» SELECTED PASSAGE
+-------+

In the seventies as London literally darkened with power cuts, strikes and social unrest...
Life was violent in the South London of the seventies, so Geoffrey Armes resolved to express something else with his art. By age fifteen, having been introduced to the music of Gordon Lightfoot, he had discovered the acoustic guitar, and the singer/songwriter form, as well as imbibed the influence of Celtic harpist Allan Stivell. He also notes: "My mother first introduced me to the East, via her love of Ravi Shankar records, and Umm Kulthum's radio broadcasts, when I was very small. There was something innate for us about those sounds." Living in multiracial Brixton as a child, with reggae on the streets, pop and art music at home, gave him a deep appreciation of the breadth of music, and the myriad possibilities of expression offered. He thrived on the gestalt, and playing guitar in a rock music context at that time seemed to offer a vehicle that could say anything.

+-------+

» GIVEN EXERCISE A
In the Geoffrey Armes passage, whose radio broadcasts did his mother introduce him to as a small child?
» GIVEN EXERCISE B
Extend the Geoffrey Armes passage with a further paragraph that picks up after its final sentence.

+-------+

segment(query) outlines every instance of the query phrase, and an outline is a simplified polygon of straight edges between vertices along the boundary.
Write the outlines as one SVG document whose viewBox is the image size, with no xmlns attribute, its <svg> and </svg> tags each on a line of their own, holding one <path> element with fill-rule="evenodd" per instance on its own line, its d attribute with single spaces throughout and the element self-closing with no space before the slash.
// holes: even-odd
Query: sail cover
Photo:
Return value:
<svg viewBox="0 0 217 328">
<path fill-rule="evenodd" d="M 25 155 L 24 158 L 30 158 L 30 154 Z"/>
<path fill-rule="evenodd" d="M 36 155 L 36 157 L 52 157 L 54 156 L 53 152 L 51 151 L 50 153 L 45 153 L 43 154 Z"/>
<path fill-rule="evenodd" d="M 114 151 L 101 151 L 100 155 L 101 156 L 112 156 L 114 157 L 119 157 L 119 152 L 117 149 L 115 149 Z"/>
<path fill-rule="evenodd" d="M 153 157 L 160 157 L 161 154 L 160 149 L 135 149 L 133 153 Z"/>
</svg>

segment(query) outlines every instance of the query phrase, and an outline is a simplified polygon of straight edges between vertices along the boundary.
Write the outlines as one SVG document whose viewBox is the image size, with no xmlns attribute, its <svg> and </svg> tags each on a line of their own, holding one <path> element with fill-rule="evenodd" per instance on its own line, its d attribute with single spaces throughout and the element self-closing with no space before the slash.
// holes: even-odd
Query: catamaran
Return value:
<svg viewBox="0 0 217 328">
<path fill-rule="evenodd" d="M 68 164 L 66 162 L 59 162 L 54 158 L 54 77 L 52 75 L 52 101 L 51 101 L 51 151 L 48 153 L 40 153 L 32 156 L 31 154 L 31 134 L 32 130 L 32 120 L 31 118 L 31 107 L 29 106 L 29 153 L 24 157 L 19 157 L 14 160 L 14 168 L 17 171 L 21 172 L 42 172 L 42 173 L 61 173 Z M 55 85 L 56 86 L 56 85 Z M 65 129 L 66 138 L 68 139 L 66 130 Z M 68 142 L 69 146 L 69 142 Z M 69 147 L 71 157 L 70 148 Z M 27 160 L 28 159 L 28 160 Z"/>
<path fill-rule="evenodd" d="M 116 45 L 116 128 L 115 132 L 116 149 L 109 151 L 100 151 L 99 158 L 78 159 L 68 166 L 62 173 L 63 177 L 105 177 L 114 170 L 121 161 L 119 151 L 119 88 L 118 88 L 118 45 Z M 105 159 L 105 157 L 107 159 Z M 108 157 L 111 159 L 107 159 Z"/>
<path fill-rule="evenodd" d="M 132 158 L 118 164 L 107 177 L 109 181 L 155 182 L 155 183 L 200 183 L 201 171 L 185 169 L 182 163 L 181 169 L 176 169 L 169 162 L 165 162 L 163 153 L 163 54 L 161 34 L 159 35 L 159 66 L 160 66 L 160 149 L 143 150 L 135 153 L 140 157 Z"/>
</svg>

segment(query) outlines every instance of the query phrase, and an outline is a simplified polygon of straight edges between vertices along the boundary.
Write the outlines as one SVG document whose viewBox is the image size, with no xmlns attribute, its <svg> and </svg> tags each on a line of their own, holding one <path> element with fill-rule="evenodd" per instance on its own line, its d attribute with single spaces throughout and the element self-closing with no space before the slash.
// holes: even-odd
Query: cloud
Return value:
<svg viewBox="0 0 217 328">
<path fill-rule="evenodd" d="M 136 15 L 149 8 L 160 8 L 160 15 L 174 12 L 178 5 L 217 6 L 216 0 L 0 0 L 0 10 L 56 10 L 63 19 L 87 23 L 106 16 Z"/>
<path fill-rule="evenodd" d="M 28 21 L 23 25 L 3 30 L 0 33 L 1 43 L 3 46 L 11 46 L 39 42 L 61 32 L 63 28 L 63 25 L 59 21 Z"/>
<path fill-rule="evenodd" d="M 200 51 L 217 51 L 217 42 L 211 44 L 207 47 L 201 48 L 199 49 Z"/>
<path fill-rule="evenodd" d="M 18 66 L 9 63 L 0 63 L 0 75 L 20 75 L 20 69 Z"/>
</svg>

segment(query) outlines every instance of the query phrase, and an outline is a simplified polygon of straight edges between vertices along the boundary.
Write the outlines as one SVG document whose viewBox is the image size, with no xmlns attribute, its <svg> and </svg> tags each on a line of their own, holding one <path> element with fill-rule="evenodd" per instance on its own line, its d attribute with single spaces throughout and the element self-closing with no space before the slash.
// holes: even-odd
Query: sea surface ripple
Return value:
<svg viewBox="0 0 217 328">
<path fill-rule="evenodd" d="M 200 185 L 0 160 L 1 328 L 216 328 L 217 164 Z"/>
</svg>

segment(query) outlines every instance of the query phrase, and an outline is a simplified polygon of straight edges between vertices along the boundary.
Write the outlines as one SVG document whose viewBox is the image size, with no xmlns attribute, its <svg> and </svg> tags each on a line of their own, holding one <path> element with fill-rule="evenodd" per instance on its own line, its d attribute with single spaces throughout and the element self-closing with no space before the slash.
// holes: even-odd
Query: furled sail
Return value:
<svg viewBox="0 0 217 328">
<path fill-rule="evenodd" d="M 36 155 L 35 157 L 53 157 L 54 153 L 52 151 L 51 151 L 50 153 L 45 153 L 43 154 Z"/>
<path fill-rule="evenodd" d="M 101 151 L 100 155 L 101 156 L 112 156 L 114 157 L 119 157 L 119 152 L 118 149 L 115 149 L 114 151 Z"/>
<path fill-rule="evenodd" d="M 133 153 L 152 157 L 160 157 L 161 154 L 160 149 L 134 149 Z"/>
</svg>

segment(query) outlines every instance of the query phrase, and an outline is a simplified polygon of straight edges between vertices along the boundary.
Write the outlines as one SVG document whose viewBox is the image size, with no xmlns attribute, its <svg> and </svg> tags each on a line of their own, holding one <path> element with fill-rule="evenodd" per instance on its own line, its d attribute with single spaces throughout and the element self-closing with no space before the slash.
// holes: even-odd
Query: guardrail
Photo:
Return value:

+-------+

» RESULT A
Umm Kulthum's.

» RESULT B
...studying musics, both radical and orthodox
Jamming with Reebop Kwaku Baah (affiliated with Traffic and Dizzy Gillespie) gave him an education in the value of polyrhythmic groove as well the beauty of hand drumming. He played bass in an improvising jazz/punk band whose members' credentials included the Soft Machine and Third Ear. He composed and performed for Choreographers at the Laban Centre, while studying electronic music and harmony at London's Goldsmiths College in New Cross. The harmony work precipitated keyboard study, and to this day Geoffrey remains a more than competent pianist, while working with choreographers brought about a life-long love for, and skill with, percussion. During this period Geoffrey facilitated music workshops for young people, throughout London, on the Aylesbury estate, in North Kensington, Beckenham and Penge.

...through to the early eighties, when a new conservatism, both political and musical weighed in...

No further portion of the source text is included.